━━━ EXCERPTED PASSAGE ━━━

Mir Random [WIP] (page 3) - D Programming Language Discussion Forum

Forums

New users
- Learn
Community
- General
- Announce
Improvements
- DIP Ideas
- DIP Devel.
Ecosystem
- GDC
- LDC
- Debuggers
- IDEs
- DWT
Development
- Internals
- Issues
- Beta
- DMD
- Phobos
- Druntime
- Study
Turkish
- Genel
- Duyuru

Index » General » Mir Random [WIP] (page 3)

November 23, 2016

Re: Mir Random [WIP]

Posted by Ilya Yaroshenko
in reply to Joseph Rushton Wakeling

Ilya Yaroshenko

Posted in reply to Joseph Rushton Wakeling

On Wednesday, 23 November 2016 at 10:57:04 UTC, Joseph Rushton Wakeling wrote:
> On Wednesday, 23 November 2016 at 05:58:47 UTC, Ilya Yaroshenko wrote:
>> It is safe low level architecture without performance and API issues. It prevents users to do stupid things implicitly (like copying RNGs). A hight level range interface can be added in the future (it will hold a _pointer_ to an RNG).
>
> Note that if you want to do this, it's convenient to still preserve a separation between popping the RNG state versus getting the current variate.  Otherwise, the range interface will wind up having to separately cache the variate value, which is wasteful.
>
> Something like this:
>
> struct MyRNG
> {
>     void popFront() { /* update internal state */ }
>
>     UIntType front() @property { return /* whatever part of internal state */; }
>
>     UIntType opCall()
>     {
>         this.popFront();
>         return this.front;
>     }
> }
>
> (The above is basically just the input range API less the `empty` property, and the `front` and `popFront()` are arguably a lower-level API than `opCall`.)
>
>> In additional, when you need to write algorithms or distributions opCall is much more convenient than range API.
>
> Can you give some examples of what you mean here?

For example, Mir Random basic utilities (more low level then distributions):
https://github.com/libmir/mir-random/blob/master/source/random/package.d

Also you can explore std.random code. opCall would almost always more convenient to use.

>>  In additions, users would not use Engine API in 99% cases: they will just want to call `rand` or `uniform`, or other distribution.
>
> I don't think that's necessarily true, but in any case, we shouldn't restrict the use-cases of the 1% unless we have to.

We don't restrict. It is 1 minute to write an Range wrapper. This wrapper can be added to the library, if we found a real world use case. Again, I have not seen a real world algorithm, which looks better with Range API for generators. RandomSample can be created without Range API, and it would look more convenient then it is now. I think that Range API is bad and useless overengineering for RNGs.

November 23, 2016

Re: Mir Random [WIP]

Posted by Joseph Rushton Wakeling
in reply to Ilya Yaroshenko

Joseph Rushton Wakeling

Posted in reply to Ilya Yaroshenko

On Wednesday, 23 November 2016 at 11:14:38 UTC, Ilya Yaroshenko wrote:
> For example, Mir Random basic utilities (more low level then distributions):
> https://github.com/libmir/mir-random/blob/master/source/random/package.d
>
> Also you can explore std.random code. opCall would almost always more convenient to use.

Yes, but as described, `opCall` can easily be created as a composition of `popFront` and `front` for these convenience purposes.

━━━

**GOALS:**
1. Condense the paragraph in the forum thread that begins "We don't restrict" into a short bulleted list of its main points.
2. Answer these questions using the forum thread:
(a) According to the post quoted at the start, what would a future high-level range interface hold?
(b) In the MyRNG struct example, what two steps does `opCall` perform?
(c) In what percentage of cases does Ilya Yaroshenko say users would not use the Engine API?

━━━ PROVIDED INFORMATION ━━━

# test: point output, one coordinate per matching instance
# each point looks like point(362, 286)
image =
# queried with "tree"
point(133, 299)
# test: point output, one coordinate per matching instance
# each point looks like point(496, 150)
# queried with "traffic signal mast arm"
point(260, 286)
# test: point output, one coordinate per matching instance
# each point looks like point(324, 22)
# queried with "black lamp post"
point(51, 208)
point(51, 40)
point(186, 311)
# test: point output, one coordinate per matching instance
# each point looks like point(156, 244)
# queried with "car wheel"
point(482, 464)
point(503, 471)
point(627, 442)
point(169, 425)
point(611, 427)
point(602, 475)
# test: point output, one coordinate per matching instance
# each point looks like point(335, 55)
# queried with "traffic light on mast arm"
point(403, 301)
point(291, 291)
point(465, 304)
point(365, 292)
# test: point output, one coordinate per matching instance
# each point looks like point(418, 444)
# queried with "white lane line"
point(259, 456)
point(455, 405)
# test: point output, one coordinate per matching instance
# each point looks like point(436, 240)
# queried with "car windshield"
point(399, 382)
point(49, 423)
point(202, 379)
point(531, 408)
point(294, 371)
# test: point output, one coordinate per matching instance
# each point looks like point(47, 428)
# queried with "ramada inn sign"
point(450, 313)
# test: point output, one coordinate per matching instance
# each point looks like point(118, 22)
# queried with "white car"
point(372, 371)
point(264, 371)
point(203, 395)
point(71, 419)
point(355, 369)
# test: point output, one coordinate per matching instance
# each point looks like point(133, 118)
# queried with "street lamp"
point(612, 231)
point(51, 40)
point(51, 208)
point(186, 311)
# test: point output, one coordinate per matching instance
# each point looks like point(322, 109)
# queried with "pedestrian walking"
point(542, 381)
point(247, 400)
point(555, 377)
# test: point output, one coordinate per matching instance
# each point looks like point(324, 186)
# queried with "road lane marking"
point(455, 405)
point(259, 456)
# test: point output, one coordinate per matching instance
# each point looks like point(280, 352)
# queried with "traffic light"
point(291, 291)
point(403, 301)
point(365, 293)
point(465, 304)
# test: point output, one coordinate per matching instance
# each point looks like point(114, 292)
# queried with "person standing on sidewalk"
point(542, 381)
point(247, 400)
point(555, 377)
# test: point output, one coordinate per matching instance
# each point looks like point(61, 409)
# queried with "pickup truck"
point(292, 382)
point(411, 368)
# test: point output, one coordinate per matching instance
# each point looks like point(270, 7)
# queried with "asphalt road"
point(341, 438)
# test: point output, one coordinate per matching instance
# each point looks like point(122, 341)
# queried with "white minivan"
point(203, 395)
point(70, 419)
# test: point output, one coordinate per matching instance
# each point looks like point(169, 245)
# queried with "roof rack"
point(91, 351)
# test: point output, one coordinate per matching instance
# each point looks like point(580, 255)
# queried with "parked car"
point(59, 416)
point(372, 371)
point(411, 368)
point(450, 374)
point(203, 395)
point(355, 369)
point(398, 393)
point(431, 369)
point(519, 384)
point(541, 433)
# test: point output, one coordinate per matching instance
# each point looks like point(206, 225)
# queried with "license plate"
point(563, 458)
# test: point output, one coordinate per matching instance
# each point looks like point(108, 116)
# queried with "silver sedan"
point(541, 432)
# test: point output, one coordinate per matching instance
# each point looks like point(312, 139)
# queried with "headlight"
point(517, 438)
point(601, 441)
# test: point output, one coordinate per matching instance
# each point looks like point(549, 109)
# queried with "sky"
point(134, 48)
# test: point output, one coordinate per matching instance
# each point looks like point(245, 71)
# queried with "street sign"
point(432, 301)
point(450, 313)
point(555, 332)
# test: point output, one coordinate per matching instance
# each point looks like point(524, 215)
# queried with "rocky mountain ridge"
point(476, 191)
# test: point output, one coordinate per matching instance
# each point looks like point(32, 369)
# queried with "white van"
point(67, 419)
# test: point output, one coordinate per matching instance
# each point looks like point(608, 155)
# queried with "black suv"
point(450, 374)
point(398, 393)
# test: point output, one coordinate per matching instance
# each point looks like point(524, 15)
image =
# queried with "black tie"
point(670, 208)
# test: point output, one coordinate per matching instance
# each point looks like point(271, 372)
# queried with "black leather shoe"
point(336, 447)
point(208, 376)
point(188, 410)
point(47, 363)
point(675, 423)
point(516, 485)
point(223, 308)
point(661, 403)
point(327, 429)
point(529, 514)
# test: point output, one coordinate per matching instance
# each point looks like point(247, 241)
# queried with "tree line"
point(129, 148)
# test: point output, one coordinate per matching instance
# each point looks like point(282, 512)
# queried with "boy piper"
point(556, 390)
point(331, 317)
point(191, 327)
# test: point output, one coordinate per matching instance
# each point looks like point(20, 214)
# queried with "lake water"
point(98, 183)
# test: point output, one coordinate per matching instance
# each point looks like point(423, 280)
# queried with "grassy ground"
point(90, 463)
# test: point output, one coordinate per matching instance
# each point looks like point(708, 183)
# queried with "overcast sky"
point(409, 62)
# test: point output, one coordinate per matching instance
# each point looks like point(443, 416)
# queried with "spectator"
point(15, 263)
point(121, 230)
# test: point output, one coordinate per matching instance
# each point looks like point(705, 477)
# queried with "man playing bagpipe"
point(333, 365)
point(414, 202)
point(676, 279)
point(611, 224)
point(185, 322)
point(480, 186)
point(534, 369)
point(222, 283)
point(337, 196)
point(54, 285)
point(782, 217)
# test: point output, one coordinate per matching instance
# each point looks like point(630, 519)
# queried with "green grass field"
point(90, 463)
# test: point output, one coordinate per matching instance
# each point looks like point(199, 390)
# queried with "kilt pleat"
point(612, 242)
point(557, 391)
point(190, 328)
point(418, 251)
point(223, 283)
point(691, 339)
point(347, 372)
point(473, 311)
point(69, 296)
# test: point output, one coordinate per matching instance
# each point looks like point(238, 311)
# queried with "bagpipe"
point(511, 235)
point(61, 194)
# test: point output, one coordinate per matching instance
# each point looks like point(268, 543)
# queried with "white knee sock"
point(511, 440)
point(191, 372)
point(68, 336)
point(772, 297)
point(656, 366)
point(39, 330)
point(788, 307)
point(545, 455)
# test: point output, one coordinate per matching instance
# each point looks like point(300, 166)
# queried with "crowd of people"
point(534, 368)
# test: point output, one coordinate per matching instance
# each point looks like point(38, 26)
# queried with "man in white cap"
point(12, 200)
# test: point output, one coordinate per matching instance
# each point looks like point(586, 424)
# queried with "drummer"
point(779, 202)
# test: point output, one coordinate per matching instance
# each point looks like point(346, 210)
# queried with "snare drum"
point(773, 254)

━━━

**WORKED SOLUTIONS:**
1.
- Nothing is restricted: writing a Range wrapper takes about one minute.
- The wrapper can be added to the library if a real-world use case is found.
- The writer has not seen a real-world algorithm that looks better with a Range API for generators.
- RandomSample can be created without a Range API and would be more convenient than it is now.
- The writer considers a Range API bad and useless overengineering for RNGs.

2.
(a) A pointer to an RNG.
(b) It calls `this.popFront()` and then returns `this.front`.
(c) 99%.